▶ TASK REQUIREMENTS: Rewrite every line of the data, starting at the line containing "[mark] shoreline (a" and ending at the line containing "(1118, 453)". Leave the lines that say what to mark as they are, and multiply each point coordinate by 2.25, rounding to whole numbers with halves going up.

══════════════════════════════

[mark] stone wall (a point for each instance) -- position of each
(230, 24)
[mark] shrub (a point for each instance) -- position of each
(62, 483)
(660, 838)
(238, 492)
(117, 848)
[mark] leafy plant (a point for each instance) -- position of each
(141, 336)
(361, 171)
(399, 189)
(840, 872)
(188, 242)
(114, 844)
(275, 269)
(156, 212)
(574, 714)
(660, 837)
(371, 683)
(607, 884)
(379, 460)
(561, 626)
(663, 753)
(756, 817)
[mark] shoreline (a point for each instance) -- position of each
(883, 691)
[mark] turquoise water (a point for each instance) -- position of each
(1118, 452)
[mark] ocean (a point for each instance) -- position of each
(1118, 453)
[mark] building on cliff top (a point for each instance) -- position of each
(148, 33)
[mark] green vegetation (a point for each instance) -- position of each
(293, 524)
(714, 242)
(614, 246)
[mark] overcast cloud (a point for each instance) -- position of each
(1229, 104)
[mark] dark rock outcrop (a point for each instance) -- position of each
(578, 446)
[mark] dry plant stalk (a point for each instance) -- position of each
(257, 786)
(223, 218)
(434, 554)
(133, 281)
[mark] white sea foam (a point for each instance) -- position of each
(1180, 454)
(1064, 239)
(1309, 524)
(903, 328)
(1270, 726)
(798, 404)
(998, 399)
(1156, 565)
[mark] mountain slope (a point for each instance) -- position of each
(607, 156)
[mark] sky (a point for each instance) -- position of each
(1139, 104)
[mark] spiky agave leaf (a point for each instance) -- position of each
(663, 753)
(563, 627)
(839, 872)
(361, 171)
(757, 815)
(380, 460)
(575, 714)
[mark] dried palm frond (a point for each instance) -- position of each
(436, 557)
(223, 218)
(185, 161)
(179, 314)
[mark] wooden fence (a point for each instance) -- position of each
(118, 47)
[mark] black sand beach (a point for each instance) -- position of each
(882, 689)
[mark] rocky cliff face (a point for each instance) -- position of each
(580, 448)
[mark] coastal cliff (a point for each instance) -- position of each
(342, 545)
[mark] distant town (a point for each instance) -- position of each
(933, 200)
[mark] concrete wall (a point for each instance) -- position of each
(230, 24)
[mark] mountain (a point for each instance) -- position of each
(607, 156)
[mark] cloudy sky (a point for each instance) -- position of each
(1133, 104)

══════════════════════════════

▶ THE SOLUTION:
[mark] shoreline (a point for each instance) -- position of each
(1987, 1555)
[mark] turquoise water (a point for each instance) -- position of each
(2516, 1017)
[mark] ocean (a point for each instance) -- position of each
(2516, 1019)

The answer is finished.